» ARBEITSANWEISUNGEN:
• a. Entscheide für jede Aussage, ob sie zur Forendiskussion über das Hochladen am Tablet passt, und belege jedes Ja oder Nein mit dem wörtlichen Zitat. (i) Bei StefanBO bietet Android "File Expert" und "OI Dateimanager" an. (ii) Moonlight besitzt das Gerät schon seit mehreren Monaten. (iii) Auf dem iPad2 erscheint der Text "Datei auswählen" schwarz.
• b. Setze die Forendiskussion über das Hochladen am Tablet im Anschluss an ihren letzten Satz fort.

Benutzt hatte ich den Standard Browser von Android 2.3 und den Standard Dateimanager, als auch den ES File Explorer. Sicherheitseinstellungen auch Standard...

Es ist schwer was dazu zu sagen, wenn man das Gerät nicht vor sich hat...


----------



## Moonlight (20. Feb. 2012)

*AW: Hilfe beim TabletPC*



StefanBO schrieb:


> Wenn ich dort  auf "Bilder/Dateien hochladen" klicke (also beim Tablet "touche" ), kommt das Auswahlmenü mit fünf mal "Datei auswählen". Wenn ich darauf klicke, fragt mich mein Android, welchen Dateimanager ich zum Hochladen verwenden möchte. Mir werden "File Expert" und "OI Dateimanager" angeboten. Ich kann beide erfolgreich auswählen; mehr habe ich dann nicht mehr getestet. Da das bei dir nicht klappt, würde ich ggf. mal einen alternativen Dateimanager installieren. Bei Android gibt es da AFAIK ohnehin keinen Standard!?



Hey Stefan, 

Bis zu der Auswahl " Bilder/Dateien hochladen" komme ich auch, ner wenn ich dann auf "Datei auswählen" klicke, passiert nix. Ich bekomme keine Meldung bezüglich des Hochladens.
Da ich das Gerät erst paar Tage habe, kann ich damit auch noch nicht wirklich umgehen. Und wie gesagt, die Anleitung gibt so gar nichts her.
Betriebssystem ist Android 2.3 ... und keine Ahnung was für ein Dateimanager hier drauf ist 
Ich finde weder in der Anleitung noch im Gerät einen Hinweis auf einen Gerätemanager ...

Mandy


----------



## 69pflanzenfreund69 (28. Feb. 2012)

*AW: Hilfe beim TabletPC*

,

Mit ipad2 geht's leider nicht. Sobald ich auf bilder hochladen klicke sind die 5 reiter "Datei auswählen" nicht antouchbar. Der text ist grau und nicht wie gewohnt schwarz.


----------



## Moonlight (28. Feb. 2012)

*AW: Hilfe beim TabletPC*

Henau wie bei meinem tabletpc . . . und ich bin immer noch nicht weiter


----------



## StefanBO (29. Feb. 2012)

*AW: Hilfe beim TabletPC*

Hi Mandy,
was hast du denn schon ausprobiert?

» BEREITGESTELLTE DATEN:
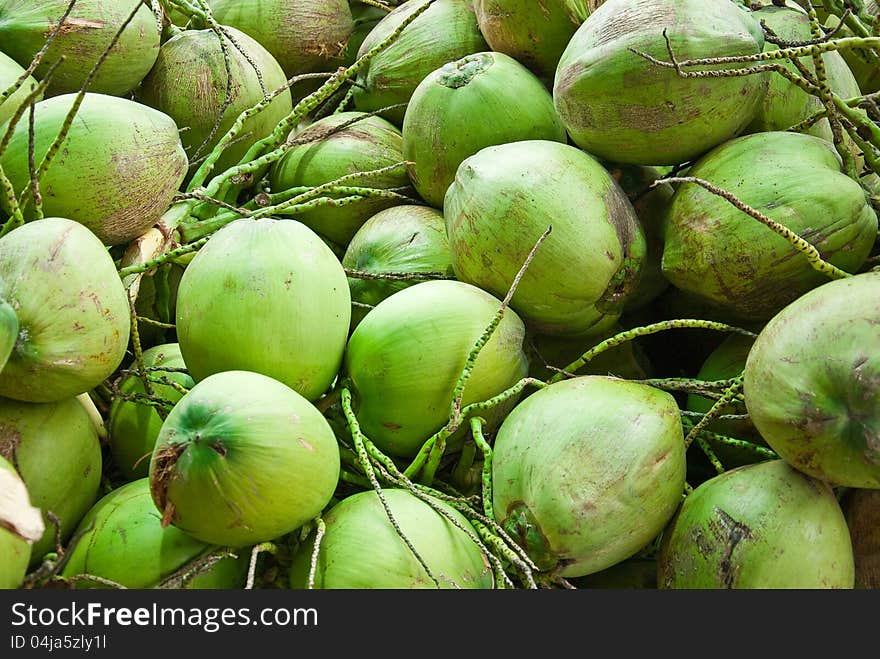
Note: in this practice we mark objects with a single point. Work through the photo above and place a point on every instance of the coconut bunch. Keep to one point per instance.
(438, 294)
---
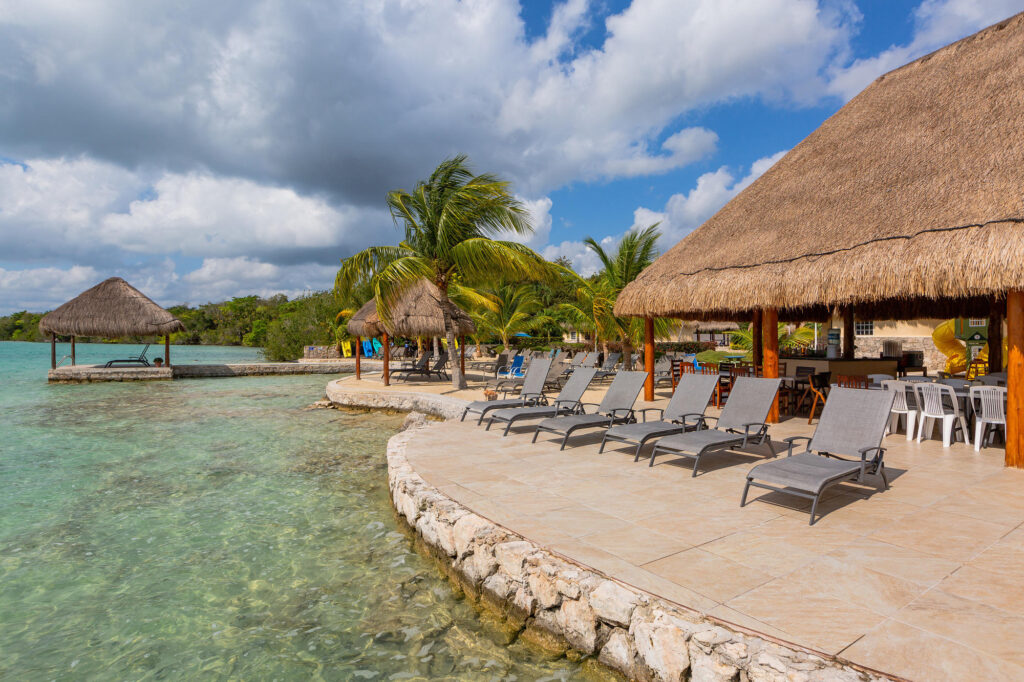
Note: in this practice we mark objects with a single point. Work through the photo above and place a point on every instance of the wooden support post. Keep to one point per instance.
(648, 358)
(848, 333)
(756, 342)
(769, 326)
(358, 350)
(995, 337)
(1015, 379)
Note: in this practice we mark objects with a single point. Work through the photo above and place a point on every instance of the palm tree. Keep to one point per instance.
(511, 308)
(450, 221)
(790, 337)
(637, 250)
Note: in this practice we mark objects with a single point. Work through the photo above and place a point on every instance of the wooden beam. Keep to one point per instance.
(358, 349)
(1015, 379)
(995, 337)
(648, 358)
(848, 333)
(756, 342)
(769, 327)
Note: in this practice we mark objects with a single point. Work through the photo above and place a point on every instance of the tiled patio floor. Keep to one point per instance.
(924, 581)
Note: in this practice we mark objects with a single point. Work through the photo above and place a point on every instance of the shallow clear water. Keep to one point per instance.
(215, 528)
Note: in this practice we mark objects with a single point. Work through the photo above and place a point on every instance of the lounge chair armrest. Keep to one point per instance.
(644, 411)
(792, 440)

» ERWARTETE ANTWORTEN:
• a.
(i) Ja: „Mir werden "File Expert" und "OI Dateimanager" angeboten."
(ii) Nein: „Da ich das Gerät erst paar Tage habe"
(iii) Nein: „Der text ist grau und nicht wie gewohnt schwarz."

• b.
Ist unter den installierten Apps irgend was mit Datei (File) und Manager (Explorer, Commander; Finder, Expert o.ä.)?

Bei mir (Mediaplayer mit Android) sind da Icons für den OI Dateimanager (funktioniert) und File Expert (Auswahl klappt noch, aber bei der Übergabe zum Hochladen stimmt dieSyntax nicht).

Lade doch über dein "App Center" einen (kostenlosen) Dateimanager auf dein Tablet, und probiere es dann noch einmal.

P.S.
Laut dieser Kritik hat das
Apple iPad 2 16GB Wi-Fi schwarz
keinen Dateimanager ("Finder")!??


----------



## drwr (29. Feb. 2012)

*AW: Hilfe beim TabletPC*

Hallo,

wenn hier schon die Cracks vereinigt sind : eine dumme Frage :

manchmal leihe ich das Tablet kurze Zeit her, wie verhindere ich, daß mir der Nutzer
kostenpflichtige Apps draufbrummt ? Gibt es dafüe sowas wie ne Kindersicherung ?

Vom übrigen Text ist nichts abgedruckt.